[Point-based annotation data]

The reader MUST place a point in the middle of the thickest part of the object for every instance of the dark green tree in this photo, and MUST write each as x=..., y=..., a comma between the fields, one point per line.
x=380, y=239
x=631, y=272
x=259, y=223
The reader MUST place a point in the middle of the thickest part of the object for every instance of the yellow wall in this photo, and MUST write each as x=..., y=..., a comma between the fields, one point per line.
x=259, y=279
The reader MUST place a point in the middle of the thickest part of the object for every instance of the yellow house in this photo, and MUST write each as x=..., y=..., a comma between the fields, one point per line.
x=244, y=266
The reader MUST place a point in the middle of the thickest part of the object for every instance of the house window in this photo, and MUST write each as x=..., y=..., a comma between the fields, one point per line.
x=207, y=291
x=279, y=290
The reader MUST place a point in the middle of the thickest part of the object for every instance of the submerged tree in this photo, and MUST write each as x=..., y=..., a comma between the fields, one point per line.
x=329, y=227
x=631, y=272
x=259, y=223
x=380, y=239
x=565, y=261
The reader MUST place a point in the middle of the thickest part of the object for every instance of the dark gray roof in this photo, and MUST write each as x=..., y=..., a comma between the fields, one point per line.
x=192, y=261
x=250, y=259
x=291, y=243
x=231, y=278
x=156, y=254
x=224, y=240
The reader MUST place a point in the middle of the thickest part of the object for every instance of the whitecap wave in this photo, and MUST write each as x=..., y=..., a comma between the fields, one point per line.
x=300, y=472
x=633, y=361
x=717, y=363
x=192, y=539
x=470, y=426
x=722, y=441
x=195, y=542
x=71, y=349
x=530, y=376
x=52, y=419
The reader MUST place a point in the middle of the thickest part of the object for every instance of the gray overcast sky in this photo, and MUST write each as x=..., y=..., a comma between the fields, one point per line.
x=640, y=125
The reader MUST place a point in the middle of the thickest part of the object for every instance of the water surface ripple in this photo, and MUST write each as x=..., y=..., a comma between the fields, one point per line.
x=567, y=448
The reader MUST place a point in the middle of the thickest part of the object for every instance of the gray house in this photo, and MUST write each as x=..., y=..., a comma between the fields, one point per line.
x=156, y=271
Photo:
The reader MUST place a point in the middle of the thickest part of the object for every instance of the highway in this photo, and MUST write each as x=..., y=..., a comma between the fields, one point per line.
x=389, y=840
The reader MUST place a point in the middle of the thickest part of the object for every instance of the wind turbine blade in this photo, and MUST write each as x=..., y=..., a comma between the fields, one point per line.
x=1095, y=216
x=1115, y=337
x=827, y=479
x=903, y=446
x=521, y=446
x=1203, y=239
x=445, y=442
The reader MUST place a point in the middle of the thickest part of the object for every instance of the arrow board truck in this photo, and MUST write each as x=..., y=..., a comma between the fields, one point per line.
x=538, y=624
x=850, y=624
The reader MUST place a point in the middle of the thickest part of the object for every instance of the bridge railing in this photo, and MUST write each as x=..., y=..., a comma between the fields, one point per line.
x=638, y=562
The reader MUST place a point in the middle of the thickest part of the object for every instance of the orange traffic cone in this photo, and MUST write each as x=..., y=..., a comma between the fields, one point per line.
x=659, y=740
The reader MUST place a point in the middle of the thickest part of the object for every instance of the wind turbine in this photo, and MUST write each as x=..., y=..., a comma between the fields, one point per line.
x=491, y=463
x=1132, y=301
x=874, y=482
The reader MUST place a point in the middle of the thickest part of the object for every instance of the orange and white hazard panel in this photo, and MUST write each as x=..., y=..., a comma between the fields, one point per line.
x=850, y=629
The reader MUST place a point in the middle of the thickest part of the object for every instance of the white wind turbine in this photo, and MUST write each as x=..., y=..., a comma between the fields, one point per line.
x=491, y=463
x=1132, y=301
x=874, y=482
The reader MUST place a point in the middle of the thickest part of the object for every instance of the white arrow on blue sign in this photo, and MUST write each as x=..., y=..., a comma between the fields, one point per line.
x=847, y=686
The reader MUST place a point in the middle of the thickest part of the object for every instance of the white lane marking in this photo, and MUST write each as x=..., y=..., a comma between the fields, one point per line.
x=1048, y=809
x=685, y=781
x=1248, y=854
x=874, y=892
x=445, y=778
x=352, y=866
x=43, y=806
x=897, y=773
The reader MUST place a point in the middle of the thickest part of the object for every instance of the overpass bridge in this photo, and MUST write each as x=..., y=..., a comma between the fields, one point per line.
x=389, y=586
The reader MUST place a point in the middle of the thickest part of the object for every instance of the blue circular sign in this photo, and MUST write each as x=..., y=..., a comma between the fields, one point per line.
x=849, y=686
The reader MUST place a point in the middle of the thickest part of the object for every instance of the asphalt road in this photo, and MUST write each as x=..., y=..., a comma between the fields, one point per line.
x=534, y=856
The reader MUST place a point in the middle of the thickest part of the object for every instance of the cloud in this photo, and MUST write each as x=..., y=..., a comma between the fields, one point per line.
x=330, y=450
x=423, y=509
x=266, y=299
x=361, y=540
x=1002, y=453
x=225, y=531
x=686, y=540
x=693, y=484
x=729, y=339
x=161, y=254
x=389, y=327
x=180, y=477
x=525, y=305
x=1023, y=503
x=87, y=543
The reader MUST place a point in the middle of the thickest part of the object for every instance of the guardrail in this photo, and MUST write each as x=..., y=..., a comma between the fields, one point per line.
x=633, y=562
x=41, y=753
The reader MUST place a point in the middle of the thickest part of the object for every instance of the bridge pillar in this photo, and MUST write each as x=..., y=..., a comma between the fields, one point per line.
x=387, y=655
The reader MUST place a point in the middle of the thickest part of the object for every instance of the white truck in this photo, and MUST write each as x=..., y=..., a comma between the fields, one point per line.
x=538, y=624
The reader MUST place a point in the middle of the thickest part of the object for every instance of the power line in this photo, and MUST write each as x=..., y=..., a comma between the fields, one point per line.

> **WRITTEN EXERCISE**: Rewrite every line starting at the line that contains "of the water" and ending at the line that contains "x=567, y=448", both included, keeping the wording the same. Multiply each x and y coordinate value by 0.8 and round it to a whole number, with halves going up.

> **IN RESPONSE**:
The reader MUST place a point in the middle of the thickest part of the object for every instance of the water surface ripple in this photo, and MUST write each as x=..., y=..., a comma between the fields, one point per line.
x=454, y=358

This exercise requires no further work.